§ **QUELLENAUSZUG**:
====
Bei meiner kulinarischen Weltreise habe ich neben unbekannten Gerichten auch immer wieder viel vom dazugehörigen Land gelernt. Jetzt bin ich kulinarisch eher lokal unterwegs und suche traditionelle, manchmal auch schon vergessene, aber auch emotionale Gerichte aus Österreich und auch hier gibt’s viel Interessantes. Heute hat mich diese Suche zurück in meine Heimat, das Burgenland geführt. Das östlichste, jüngste und an seiner Einwohnerzahl kleinste Bundesland ist erst seit knapp 100 Jahren ein Teil Österreichs. Wie der Name vermuten lässt, spielten Burgen bei der Namensgebung eine große Rolle. Witzigerweise ist aber keine der namensgebenden Burgen (Wieselburg, Ödenburg, Eisenburg, Pressburg) heute Teil des Burgenlandes und sie liegen alle nicht auf österreichischem Staatsgebiet.
====
§ **AUFGABEN**:
#1 Wie lange gehört das Burgenland laut dem Quellenauszug schon zu Österreich?
#2 Schreiben Sie aus dem Quellenauszug alles von „Bei meiner kulinarischen“ bis hin zu „auf österreichischem Staatsgebiet.“ wortgetreu ab.

§ **DATENSÄTZE**:
====
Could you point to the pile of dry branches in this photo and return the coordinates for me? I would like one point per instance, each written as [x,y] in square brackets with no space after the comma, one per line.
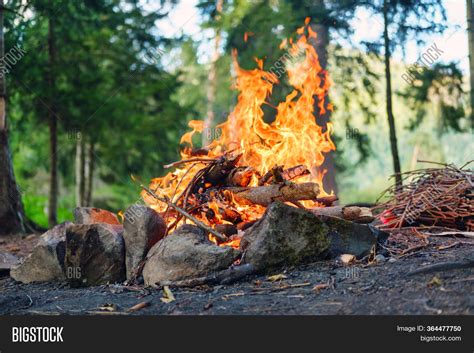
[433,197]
====
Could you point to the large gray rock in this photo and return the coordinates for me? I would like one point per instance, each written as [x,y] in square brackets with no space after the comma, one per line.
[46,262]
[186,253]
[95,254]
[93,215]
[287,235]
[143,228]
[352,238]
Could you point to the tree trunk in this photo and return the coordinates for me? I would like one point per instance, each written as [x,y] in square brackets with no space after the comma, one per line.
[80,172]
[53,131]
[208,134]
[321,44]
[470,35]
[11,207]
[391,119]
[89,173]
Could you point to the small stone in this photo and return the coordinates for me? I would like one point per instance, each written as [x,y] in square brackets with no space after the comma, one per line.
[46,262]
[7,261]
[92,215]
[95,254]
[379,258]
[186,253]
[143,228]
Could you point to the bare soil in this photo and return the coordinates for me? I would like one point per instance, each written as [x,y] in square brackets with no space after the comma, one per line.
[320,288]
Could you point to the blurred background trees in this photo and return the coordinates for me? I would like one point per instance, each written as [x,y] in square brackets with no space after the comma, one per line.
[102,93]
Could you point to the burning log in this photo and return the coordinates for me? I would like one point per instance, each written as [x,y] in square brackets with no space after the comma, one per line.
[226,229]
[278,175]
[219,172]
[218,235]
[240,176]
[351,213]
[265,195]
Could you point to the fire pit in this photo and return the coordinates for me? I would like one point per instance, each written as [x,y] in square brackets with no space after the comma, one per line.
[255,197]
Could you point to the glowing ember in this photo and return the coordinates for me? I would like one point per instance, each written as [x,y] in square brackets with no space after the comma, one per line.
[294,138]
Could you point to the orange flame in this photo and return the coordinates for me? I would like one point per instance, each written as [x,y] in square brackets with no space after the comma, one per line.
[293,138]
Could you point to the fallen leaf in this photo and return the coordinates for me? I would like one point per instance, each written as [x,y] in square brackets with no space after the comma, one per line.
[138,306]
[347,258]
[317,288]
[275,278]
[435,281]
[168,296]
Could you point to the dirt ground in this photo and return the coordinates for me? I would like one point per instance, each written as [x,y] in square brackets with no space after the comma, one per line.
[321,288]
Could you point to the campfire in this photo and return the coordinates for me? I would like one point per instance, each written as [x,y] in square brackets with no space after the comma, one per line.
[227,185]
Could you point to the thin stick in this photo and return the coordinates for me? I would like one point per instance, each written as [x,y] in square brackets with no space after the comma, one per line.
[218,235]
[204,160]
====
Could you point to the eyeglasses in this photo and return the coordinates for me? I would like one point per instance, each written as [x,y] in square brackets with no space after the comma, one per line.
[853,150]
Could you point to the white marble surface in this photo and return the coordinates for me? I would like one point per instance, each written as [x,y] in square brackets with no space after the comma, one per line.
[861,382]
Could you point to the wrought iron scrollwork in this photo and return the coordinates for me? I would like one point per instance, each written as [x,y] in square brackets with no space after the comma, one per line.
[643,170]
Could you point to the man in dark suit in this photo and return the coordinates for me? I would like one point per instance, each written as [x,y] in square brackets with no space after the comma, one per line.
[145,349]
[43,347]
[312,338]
====
§ **ANTWORTEN NACH REIHENFOLGE**:
#1 Seit knapp 100 Jahren.

#2
Bei meiner kulinarischen Weltreise habe ich neben unbekannten Gerichten auch immer wieder viel vom dazugehörigen Land gelernt. Jetzt bin ich kulinarisch eher lokal unterwegs und suche traditionelle, manchmal auch schon vergessene, aber auch emotionale Gerichte aus Österreich und auch hier gibt’s viel Interessantes. Heute hat mich diese Suche zurück in meine Heimat, das Burgenland geführt. Das östlichste, jüngste und an seiner Einwohnerzahl kleinste Bundesland ist erst seit knapp 100 Jahren ein Teil Österreichs. Wie der Name vermuten lässt, spielten Burgen bei der Namensgebung eine große Rolle. Witzigerweise ist aber keine der namensgebenden Burgen (Wieselburg, Ödenburg, Eisenburg, Pressburg) heute Teil des Burgenlandes und sie liegen alle nicht auf österreichischem Staatsgebiet.